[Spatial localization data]

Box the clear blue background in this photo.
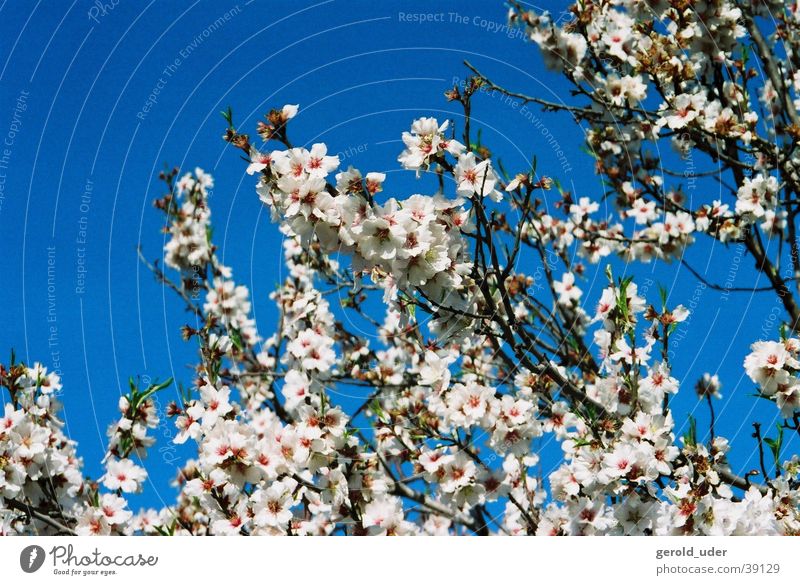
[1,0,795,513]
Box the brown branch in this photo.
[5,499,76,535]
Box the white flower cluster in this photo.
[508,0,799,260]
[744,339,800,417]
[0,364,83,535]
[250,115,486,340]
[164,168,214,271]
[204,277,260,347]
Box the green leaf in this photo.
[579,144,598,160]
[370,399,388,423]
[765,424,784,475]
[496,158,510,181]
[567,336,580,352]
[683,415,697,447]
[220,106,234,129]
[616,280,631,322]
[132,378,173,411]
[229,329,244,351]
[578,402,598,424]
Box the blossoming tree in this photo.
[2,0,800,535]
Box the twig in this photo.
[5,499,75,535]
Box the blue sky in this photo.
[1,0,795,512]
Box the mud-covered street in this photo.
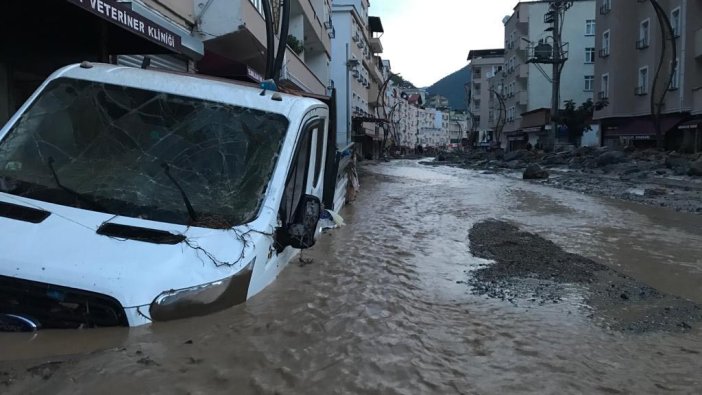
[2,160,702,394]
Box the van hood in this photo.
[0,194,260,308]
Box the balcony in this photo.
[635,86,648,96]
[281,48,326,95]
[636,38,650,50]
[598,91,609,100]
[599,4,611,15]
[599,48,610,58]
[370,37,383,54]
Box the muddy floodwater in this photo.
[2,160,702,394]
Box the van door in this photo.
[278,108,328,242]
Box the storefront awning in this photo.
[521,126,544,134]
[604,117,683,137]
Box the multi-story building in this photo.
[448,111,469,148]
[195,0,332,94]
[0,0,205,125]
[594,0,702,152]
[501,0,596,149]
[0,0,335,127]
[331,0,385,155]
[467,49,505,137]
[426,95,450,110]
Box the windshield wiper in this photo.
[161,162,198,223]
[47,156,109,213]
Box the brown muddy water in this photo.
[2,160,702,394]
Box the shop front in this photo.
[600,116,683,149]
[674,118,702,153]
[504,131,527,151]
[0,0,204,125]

**TASK TO CARRY OUT**
Set every record down again verbatim, without pictures.

**RESPONSE TO THIS EXERCISE**
Box the clear blue background in this photo.
[1,0,795,513]
Box the brown branch in this photo.
[5,499,76,535]
Box the white flower cluster in this photo.
[508,0,799,260]
[744,339,800,417]
[0,364,83,535]
[250,115,486,340]
[164,168,214,271]
[204,277,260,347]
Box the green leaf in this photo.
[579,144,598,160]
[370,399,388,423]
[765,424,784,475]
[496,158,510,181]
[567,336,580,352]
[683,415,697,447]
[220,106,234,129]
[616,280,631,322]
[132,378,173,411]
[229,329,244,351]
[578,402,598,424]
Box the blossoming tree in this photo.
[2,0,800,535]
Box the twig in this photo.
[5,499,75,535]
Box the blue sky in this photo.
[1,0,795,512]
Box the mud-covered street in this photo.
[2,160,702,394]
Box the van hood in this photo.
[0,194,260,308]
Box the balcony in this photo.
[635,86,648,96]
[281,48,326,95]
[636,38,650,50]
[598,91,609,100]
[599,4,611,15]
[599,48,610,58]
[370,37,383,54]
Box the muddy floodwater in this photo.
[2,160,702,394]
Box the van door in this photo.
[278,108,328,242]
Box the storefront awning in this photo.
[521,126,544,134]
[604,117,683,137]
Box the multi-story building in this photo.
[448,111,469,148]
[195,0,332,94]
[0,0,205,125]
[594,0,702,152]
[501,0,596,149]
[0,0,335,127]
[331,0,385,155]
[467,49,505,137]
[426,95,450,110]
Box the windshield wiper in this photo.
[161,162,198,223]
[47,156,109,213]
Box the brown muddy water in this photo.
[2,160,702,394]
Box the shop front in this photo.
[600,116,683,149]
[674,118,702,153]
[504,131,527,151]
[0,0,204,125]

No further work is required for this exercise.